* START MATERIAL SUPPLIED *

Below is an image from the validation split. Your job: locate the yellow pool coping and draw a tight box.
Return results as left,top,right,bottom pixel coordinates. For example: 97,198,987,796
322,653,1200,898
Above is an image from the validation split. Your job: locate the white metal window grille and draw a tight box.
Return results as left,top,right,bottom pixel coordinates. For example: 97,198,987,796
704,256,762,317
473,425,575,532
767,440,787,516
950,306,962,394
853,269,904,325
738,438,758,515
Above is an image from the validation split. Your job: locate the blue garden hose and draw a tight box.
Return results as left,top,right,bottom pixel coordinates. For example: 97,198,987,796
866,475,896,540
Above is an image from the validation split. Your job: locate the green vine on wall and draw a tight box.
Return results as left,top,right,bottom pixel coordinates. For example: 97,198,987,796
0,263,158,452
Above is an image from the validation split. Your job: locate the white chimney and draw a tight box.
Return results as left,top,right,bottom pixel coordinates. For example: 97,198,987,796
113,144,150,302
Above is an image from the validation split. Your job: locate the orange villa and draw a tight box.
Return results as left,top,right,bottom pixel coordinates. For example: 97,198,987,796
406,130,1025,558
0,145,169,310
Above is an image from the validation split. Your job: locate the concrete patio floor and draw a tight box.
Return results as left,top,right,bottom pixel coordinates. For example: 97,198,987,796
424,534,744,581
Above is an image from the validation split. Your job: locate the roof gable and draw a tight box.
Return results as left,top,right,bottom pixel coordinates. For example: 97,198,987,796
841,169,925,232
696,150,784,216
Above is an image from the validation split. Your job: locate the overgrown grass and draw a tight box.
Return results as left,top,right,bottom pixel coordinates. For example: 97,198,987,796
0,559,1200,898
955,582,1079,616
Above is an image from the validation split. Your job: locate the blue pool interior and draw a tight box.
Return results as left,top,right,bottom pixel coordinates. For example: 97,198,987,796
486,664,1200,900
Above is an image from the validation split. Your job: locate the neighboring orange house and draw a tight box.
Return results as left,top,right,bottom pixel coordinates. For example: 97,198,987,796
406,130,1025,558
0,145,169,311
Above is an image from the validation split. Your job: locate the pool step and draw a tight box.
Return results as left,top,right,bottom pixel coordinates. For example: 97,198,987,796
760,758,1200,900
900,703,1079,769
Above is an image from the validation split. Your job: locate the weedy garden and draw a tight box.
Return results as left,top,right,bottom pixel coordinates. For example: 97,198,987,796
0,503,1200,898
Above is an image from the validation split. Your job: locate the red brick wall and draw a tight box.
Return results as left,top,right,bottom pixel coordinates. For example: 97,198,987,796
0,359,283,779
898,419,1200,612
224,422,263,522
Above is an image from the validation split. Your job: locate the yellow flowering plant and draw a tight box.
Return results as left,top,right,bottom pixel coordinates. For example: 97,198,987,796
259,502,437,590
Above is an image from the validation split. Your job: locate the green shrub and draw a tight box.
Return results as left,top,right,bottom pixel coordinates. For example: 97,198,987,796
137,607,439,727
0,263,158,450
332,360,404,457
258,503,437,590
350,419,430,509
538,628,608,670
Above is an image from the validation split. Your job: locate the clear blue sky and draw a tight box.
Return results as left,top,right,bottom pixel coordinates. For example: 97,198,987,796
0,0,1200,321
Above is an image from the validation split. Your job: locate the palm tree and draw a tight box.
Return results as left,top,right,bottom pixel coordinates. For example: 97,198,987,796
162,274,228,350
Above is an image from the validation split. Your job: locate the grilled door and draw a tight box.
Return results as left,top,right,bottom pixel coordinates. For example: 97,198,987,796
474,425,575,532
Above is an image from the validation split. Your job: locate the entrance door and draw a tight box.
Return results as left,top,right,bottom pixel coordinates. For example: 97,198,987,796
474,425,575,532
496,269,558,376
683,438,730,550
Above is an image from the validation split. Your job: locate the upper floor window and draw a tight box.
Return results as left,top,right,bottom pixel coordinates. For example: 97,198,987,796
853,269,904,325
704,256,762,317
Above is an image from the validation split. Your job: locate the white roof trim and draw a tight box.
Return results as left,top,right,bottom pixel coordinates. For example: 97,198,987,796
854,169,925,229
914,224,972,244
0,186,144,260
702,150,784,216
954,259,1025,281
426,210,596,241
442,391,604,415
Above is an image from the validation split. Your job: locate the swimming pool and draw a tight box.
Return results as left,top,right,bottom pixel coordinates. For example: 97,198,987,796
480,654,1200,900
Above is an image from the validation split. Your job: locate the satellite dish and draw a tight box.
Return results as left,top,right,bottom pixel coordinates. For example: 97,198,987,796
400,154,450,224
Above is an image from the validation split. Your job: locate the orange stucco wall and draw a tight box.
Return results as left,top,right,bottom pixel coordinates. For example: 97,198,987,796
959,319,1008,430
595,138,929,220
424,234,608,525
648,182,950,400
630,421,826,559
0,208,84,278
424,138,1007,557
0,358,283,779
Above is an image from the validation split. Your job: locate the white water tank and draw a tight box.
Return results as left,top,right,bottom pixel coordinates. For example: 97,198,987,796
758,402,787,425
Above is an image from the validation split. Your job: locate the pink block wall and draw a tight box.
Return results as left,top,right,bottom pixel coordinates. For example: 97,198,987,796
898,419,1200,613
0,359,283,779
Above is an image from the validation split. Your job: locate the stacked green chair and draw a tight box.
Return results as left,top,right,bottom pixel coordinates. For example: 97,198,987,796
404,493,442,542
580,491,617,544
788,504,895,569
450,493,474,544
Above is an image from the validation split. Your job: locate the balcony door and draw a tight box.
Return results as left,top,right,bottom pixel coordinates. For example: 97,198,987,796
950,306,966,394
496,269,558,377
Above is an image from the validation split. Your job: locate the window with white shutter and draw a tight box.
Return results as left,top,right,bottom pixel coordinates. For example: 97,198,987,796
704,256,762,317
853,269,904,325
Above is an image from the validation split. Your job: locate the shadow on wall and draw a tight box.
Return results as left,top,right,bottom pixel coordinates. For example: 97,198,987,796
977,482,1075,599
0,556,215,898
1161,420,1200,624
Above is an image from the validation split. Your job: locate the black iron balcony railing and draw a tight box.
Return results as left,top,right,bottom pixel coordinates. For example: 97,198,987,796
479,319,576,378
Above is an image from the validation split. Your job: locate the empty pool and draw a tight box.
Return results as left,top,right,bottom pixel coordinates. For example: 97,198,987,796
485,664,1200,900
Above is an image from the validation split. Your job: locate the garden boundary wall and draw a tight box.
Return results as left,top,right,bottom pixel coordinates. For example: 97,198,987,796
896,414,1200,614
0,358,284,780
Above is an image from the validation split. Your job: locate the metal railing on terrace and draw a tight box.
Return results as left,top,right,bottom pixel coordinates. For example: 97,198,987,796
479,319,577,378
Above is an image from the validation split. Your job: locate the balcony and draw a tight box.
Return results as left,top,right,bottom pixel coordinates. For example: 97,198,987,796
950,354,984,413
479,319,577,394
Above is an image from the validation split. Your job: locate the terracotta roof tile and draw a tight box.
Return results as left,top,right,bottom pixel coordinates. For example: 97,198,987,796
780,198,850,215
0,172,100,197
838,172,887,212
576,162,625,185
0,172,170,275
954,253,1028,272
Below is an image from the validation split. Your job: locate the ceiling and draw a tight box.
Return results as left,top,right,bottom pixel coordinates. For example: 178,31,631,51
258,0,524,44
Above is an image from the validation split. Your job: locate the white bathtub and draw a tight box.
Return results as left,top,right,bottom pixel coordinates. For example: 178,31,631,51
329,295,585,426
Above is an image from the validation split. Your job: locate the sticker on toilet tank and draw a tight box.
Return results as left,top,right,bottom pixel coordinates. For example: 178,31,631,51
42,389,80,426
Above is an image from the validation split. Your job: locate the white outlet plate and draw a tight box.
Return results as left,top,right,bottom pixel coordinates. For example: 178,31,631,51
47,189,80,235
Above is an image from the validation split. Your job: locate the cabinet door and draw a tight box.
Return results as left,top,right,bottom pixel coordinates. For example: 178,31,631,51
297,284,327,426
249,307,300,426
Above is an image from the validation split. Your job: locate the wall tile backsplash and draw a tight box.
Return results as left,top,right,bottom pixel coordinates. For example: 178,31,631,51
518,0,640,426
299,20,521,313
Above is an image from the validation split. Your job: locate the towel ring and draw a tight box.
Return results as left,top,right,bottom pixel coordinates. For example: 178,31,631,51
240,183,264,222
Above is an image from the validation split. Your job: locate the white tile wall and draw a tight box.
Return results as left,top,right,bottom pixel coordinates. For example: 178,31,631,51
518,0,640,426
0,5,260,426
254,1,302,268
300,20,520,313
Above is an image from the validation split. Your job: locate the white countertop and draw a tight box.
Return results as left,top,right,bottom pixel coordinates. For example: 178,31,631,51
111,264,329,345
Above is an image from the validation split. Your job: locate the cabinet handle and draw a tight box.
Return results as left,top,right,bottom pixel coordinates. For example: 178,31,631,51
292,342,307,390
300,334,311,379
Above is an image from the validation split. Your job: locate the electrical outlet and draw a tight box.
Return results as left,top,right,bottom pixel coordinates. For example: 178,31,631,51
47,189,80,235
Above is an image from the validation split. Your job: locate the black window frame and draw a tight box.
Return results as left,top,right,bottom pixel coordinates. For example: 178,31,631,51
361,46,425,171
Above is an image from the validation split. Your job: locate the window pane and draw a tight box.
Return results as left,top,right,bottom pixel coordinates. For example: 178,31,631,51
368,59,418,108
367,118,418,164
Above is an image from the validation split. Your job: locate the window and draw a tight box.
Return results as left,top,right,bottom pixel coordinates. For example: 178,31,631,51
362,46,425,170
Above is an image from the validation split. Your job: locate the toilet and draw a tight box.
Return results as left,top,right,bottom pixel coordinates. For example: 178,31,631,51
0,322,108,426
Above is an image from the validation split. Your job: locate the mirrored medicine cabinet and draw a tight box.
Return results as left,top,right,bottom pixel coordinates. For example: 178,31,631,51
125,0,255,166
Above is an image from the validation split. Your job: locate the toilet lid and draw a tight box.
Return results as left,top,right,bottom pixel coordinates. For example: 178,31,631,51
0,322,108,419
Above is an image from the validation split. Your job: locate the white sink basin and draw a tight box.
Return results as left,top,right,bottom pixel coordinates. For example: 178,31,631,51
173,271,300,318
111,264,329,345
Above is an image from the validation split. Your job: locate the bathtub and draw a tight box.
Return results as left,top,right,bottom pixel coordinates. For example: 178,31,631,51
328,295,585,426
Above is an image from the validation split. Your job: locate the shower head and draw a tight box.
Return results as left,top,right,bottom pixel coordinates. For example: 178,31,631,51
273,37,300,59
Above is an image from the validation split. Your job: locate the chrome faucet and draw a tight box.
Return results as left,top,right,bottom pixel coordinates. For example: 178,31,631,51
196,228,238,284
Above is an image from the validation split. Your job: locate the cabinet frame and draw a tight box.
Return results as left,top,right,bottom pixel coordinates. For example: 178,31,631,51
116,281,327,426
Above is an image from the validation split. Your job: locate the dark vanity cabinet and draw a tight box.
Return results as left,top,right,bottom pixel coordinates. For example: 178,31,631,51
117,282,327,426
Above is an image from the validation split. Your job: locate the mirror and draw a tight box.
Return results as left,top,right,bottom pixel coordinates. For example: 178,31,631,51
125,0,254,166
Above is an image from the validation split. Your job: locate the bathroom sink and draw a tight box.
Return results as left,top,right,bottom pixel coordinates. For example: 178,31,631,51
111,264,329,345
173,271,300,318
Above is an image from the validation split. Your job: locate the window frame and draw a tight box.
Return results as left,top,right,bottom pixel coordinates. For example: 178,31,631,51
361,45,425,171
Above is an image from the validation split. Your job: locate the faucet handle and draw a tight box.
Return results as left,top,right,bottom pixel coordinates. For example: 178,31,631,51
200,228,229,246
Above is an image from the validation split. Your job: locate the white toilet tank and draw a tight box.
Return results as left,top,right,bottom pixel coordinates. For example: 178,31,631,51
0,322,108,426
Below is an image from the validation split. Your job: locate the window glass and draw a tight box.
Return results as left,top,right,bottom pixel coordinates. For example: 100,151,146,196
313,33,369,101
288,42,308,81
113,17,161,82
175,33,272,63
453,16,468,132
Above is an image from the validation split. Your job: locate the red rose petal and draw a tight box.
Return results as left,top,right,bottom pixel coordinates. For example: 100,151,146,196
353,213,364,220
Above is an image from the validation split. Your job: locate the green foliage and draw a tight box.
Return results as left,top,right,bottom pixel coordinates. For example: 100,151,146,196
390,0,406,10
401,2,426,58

* END MATERIAL SUPPLIED *

STATED GOAL | Rewrite as a numbered list only the lines of the items above that run from the line containing "empty pool and draw a tight box." through the line containing "42,389,80,426", both included. Leave out any blank lines.

RESULT |
1. Above is an image from the validation split. Your job: locate the empty pool and draw a tight box.
2. Return results as left,top,right,bottom pixel coordinates. For example: 97,198,987,796
3. 485,664,1200,900
4. Above is an image from the validation split. Your job: locate the garden boundary wall and draw a tight box.
5. Return results as left,top,right,bottom pixel coordinates. For example: 97,198,987,796
6. 896,414,1200,614
7. 0,358,284,780
8. Above is an image from the validation split. Your job: locate the metal railing on terrace and draw a tight box.
9. Return results as left,top,right,bottom pixel coordinates. For example: 97,198,987,796
10. 479,319,577,378
11. Above is an image from the validation split. Your job: locate the balcony and draw a tight box.
12. Return results as left,top,right,bottom pixel coordinates. For example: 97,198,987,796
13. 950,354,984,413
14. 479,319,577,394
15. Above is an image from the validation split. Your job: locate the terracotta roof tile and draw a tight box.
16. Return results as left,top,right,bottom pixel coordinates. For example: 97,198,987,796
17. 780,198,850,215
18. 0,172,100,197
19. 838,172,887,212
20. 576,162,625,185
21. 0,172,170,275
22. 954,253,1028,272
23. Below is an image from the validation split. Your job: locate the ceiling and draw a tight box.
24. Return results as left,top,right,bottom pixel coordinates. For example: 178,31,631,51
25. 258,0,524,44
26. Above is an image from the validation split. Your job: locate the white bathtub and draw a tight box.
27. Return results as left,top,right,bottom pixel coordinates. For example: 178,31,631,51
28. 329,295,585,426
29. Above is an image from the validation split. Your job: locate the sticker on toilet tank and draw a tight box.
30. Return results as left,top,right,bottom pixel coordinates. For example: 178,31,631,51
31. 42,389,80,426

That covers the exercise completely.